Text extract
Author Archives: Christopher Rackauckas

Summary of Julia Plotting Packages

By: Christopher Rackauckas

Re-posted from: http://www.stochasticlifestyle.com/summary-of-julia-plotting-packages/

This is a repost of my response on the Julia Discourse on this topic. I was asked to make a blog post so here you go!

The “Main” Plotting Packages

Here’s a quick summary of the most widely used plotting packages. I may have missed one, but I haven’t missed one that is very widely used.

  • Plots.jl is the most used. It’s probably the most documented, used in the most tutorials, and is used in many videos.
    • Pros: Its main draw is that it has a lot of plugins to other packages through its recipes system, which means that a lot of odd things like plot(sol::ODESolution) or showing the sparsity of a BandedMatrix just works. With all of these integrations, it’s normally what I would recommend first to newcomers since they will generally get the most done with the least work. It has a backend system, so you can make it generate plots via GR (the default), Plotly (i.e. make webpages), pyplot, PGFPlots (Latex output), UnicodePlots (i.e. output plots as text). This ease of use and flexibility is what its main draw is.

Your tasks
**a.** Answer these from the Julia plotting summary:
(i) On what site did the summary first appear as a response?
(ii) Which backend does Plots.jl use by default?
(iii) Which backend outputs plots as text?
**b.** Write a continuation of the Julia plotting packages summary, starting after its final sentence.

Material supplied
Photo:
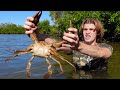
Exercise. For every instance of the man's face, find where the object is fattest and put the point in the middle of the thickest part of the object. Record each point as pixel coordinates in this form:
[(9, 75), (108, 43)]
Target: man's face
[(89, 33)]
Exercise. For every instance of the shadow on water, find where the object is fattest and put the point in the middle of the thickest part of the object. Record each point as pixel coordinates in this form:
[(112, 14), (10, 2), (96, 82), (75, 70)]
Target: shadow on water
[(15, 68)]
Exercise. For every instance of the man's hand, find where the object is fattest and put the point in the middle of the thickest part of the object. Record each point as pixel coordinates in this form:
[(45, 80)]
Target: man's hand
[(72, 38)]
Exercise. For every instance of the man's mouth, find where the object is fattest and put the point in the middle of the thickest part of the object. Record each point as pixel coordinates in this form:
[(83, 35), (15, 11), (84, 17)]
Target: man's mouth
[(87, 36)]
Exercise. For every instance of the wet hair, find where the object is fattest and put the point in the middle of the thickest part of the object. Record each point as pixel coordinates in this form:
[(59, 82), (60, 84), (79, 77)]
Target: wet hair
[(99, 27)]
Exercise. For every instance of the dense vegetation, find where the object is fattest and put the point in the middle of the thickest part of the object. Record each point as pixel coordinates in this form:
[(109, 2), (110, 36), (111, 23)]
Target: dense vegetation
[(110, 20)]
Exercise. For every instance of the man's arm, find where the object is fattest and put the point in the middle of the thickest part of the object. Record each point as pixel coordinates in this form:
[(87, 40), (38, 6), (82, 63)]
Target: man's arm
[(94, 51)]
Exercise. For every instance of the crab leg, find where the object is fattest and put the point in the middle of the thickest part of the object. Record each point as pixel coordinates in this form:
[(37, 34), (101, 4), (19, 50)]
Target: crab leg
[(19, 52), (49, 69), (58, 63), (28, 66)]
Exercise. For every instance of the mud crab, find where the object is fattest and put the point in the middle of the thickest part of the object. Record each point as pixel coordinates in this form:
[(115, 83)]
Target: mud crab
[(41, 49)]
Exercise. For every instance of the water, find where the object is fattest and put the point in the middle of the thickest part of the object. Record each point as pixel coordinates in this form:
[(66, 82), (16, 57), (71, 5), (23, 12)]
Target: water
[(15, 68)]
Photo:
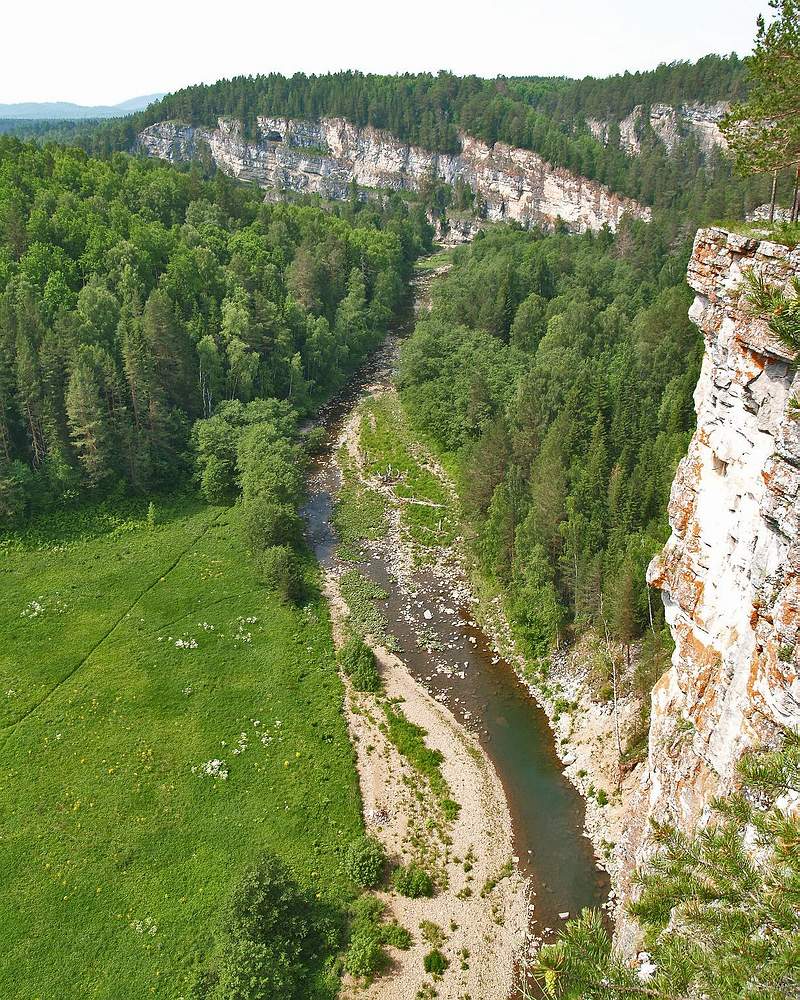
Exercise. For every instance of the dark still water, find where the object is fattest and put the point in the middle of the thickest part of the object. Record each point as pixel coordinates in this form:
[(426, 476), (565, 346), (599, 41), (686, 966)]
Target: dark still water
[(448, 653)]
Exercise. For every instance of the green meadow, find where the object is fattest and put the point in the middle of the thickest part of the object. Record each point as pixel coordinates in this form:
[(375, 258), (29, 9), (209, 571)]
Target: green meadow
[(165, 720)]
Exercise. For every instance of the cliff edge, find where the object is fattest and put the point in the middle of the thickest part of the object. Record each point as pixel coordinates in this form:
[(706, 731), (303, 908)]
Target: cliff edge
[(730, 572), (323, 157)]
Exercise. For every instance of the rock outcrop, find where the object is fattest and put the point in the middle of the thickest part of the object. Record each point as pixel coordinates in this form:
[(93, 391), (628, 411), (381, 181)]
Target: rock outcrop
[(323, 157), (670, 124), (730, 572)]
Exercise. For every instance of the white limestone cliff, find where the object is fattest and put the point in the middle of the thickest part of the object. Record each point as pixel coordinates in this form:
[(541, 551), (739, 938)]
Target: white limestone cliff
[(323, 157), (671, 124), (730, 572)]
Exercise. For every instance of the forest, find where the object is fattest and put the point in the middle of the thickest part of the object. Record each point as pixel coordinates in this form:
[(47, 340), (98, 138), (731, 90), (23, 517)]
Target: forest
[(134, 298), (559, 371), (546, 115)]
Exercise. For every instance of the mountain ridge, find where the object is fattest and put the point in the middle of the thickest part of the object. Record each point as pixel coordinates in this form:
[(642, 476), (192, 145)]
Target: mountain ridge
[(53, 110)]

Expected responses
**a.**
(i) The Julia Discourse
(ii) GR
(iii) UnicodePlots

**b.**
    • Cons: Its downside has traditionally been its startup time, though it’s nearly a second now so that’s fine. Its main downside now is mostly that it’s not as configurable as something like Makie, and it’s not as optimized if you get up to millions of points. Its flexibility means it’s not just for standard plots but also for animations, building small graphical user interfaces, and building small apps.
  • Makie is probably the second most popular. It’s natively Julia so it’s cool in that aspect, you can see code all the way down.
    • Pros: It’s very optimized for large plots, especially with GPU acceleration via the OpenGL backend (GLMakie). It has a lot of examples these days.
    • Cons: Its downside is that it’s a bit less “first user friendly”, given that its flexibility means there’s a lot more options you’re forced to specify everywhere. It has a recipe system now but it’s fairly new and not well-integrated with most of the ecosystem, so it’s not as seamless as Plots, though by 2024 I would assume that would largely be fixed. It has the longest startup time, used to be in minutes but now it’s like 5-10 seconds.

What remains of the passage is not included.